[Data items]
_____

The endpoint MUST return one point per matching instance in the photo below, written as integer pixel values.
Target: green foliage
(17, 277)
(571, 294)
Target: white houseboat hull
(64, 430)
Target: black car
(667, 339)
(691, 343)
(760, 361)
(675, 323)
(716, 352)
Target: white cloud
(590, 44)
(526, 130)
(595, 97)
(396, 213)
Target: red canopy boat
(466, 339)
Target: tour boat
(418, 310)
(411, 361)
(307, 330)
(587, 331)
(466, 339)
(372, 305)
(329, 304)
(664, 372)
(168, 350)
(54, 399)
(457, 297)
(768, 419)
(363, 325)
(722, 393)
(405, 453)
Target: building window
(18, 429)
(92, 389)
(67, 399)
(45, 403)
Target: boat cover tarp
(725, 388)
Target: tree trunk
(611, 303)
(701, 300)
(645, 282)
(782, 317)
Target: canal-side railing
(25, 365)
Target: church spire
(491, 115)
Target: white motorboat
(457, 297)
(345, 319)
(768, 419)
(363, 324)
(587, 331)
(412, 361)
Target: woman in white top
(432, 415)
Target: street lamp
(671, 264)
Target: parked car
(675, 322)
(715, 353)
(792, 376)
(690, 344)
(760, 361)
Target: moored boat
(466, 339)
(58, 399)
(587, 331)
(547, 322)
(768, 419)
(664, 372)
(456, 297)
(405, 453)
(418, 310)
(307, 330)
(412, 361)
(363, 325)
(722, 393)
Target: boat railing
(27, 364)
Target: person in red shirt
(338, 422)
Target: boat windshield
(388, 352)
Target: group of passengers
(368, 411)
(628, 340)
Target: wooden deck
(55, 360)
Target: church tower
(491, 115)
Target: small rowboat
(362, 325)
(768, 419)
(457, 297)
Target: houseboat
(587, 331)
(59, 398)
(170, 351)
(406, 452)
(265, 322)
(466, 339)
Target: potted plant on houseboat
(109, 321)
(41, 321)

_____

Starting from the line that contains "Target: white motorboat", reproduce each line of the data exactly through the last one.

**Result of this exercise**.
Target: white motorboat
(457, 297)
(345, 319)
(768, 419)
(363, 324)
(587, 331)
(412, 361)
Target: woman in white top
(432, 415)
Target: street lamp
(671, 264)
Target: parked car
(675, 322)
(715, 353)
(792, 376)
(690, 344)
(760, 361)
Target: moored boat
(466, 339)
(58, 399)
(587, 331)
(547, 322)
(768, 419)
(664, 372)
(456, 297)
(405, 453)
(418, 310)
(307, 330)
(412, 361)
(363, 325)
(722, 393)
Target: boat railing
(27, 364)
Target: person in red shirt
(338, 422)
Target: boat windshield
(388, 352)
Target: group of passengers
(368, 411)
(628, 340)
Target: wooden deck
(55, 360)
Target: church tower
(491, 115)
Target: small rowboat
(362, 325)
(768, 419)
(457, 297)
Target: houseboat
(587, 331)
(59, 398)
(170, 351)
(406, 452)
(265, 322)
(466, 339)
Target: potted plant on houseboat
(109, 321)
(41, 321)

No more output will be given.